**Set exercise:**
Show each line from the entries below that contains the string "background", copied out in full.

——

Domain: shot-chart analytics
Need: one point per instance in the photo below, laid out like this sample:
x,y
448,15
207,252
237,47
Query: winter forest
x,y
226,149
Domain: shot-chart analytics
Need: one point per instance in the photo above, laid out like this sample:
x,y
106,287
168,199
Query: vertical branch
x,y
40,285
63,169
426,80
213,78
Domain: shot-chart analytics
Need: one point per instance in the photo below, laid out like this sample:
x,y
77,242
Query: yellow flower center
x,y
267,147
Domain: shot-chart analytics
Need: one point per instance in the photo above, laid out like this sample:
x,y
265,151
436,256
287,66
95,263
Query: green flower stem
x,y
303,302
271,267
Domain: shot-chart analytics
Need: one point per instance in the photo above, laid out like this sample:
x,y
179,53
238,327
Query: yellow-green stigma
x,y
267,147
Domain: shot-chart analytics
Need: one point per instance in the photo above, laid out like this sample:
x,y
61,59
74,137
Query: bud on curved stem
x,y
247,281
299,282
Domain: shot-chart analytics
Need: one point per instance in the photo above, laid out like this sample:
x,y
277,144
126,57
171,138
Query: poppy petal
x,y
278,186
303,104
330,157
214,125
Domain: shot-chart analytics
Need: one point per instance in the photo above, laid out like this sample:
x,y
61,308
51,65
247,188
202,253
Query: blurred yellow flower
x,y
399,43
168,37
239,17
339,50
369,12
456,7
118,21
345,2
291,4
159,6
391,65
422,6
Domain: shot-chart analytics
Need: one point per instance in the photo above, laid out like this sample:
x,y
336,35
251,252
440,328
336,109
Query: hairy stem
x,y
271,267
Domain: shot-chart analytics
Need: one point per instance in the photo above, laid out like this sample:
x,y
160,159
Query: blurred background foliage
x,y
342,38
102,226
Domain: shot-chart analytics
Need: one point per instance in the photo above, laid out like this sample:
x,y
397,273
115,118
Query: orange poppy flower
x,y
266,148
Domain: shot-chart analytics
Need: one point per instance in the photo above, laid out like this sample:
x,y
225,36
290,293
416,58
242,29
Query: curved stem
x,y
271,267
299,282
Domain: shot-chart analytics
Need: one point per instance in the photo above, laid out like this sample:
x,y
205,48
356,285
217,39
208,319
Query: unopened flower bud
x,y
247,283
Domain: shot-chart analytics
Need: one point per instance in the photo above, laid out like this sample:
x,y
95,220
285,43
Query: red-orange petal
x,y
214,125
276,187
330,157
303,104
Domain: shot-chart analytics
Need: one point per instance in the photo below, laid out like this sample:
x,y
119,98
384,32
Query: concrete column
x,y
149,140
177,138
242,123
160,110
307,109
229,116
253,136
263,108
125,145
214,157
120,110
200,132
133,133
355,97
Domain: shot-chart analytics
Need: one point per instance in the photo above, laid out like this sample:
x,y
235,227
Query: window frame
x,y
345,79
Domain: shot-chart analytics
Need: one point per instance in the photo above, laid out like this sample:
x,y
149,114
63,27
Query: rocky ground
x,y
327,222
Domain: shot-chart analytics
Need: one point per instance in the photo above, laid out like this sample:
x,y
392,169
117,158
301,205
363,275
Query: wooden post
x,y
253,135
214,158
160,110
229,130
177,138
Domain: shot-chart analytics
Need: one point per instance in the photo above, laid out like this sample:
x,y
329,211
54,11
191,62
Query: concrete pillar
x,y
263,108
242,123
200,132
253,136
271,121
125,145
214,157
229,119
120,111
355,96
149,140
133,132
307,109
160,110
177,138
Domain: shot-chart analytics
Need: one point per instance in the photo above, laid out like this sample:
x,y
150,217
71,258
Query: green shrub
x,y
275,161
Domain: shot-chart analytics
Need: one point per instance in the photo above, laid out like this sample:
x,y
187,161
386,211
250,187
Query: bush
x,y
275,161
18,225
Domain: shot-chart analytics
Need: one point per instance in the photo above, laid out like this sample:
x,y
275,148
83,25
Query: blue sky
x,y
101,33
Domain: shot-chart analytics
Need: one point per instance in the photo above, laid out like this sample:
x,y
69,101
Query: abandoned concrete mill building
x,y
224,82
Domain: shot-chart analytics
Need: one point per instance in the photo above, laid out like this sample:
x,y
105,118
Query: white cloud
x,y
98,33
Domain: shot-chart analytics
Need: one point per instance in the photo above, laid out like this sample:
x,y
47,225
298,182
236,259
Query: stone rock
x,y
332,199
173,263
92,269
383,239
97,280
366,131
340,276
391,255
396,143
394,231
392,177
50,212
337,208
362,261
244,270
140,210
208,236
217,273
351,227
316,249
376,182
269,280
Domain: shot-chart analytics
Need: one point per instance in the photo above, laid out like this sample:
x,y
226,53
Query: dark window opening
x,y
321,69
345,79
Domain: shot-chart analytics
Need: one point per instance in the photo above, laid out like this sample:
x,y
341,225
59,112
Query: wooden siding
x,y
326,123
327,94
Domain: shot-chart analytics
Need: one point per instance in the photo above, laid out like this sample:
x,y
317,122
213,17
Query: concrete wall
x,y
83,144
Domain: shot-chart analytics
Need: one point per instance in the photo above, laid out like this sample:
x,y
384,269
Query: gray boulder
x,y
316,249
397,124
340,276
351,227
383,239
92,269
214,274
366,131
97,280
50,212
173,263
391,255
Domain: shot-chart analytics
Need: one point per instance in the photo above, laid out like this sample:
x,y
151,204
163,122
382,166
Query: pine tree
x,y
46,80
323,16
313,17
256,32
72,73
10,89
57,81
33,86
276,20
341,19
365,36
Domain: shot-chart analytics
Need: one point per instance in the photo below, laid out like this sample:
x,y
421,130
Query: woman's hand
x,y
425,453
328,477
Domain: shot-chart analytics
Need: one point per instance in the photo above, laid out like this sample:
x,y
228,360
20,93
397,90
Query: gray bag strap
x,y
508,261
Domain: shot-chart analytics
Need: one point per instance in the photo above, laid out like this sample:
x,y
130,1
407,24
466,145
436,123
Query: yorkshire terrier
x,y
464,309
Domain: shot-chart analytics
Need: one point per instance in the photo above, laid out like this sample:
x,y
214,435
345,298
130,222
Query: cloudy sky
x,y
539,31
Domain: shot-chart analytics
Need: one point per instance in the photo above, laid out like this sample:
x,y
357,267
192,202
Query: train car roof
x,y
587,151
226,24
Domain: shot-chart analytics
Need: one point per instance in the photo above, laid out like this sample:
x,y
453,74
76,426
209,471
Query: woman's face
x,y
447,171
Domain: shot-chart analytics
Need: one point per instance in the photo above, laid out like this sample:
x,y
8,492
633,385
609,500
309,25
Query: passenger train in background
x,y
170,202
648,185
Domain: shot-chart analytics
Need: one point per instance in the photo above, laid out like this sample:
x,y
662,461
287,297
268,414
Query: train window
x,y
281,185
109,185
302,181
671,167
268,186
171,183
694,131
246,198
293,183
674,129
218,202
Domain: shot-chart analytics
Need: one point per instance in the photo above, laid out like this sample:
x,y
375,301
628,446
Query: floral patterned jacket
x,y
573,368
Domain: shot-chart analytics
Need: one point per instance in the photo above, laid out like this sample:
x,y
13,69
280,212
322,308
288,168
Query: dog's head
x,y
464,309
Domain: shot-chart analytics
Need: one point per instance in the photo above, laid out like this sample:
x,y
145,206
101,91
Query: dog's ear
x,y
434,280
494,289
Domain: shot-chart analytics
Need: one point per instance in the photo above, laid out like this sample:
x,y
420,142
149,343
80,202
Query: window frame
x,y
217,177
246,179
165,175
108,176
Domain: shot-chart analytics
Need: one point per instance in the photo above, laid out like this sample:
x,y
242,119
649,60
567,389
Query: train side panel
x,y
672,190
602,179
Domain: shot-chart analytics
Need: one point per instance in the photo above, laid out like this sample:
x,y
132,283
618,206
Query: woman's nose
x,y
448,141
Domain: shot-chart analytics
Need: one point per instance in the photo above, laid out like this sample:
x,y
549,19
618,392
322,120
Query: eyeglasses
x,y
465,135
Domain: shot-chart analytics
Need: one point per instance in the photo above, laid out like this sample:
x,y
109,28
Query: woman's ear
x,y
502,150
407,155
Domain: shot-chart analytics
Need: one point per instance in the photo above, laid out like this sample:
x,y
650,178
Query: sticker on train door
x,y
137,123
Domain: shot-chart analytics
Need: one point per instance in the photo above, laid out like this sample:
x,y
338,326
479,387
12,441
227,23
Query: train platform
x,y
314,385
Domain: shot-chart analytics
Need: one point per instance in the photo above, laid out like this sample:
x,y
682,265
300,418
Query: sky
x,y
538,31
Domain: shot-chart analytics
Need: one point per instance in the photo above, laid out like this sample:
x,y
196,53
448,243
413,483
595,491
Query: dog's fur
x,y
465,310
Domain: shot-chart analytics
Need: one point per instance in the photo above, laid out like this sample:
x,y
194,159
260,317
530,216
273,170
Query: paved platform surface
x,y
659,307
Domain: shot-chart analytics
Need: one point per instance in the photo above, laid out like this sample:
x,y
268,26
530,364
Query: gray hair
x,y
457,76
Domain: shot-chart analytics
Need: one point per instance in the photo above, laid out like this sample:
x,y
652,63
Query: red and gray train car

——

**Solution to this task:**
Query: blurred background foliage
Query: passenger train in background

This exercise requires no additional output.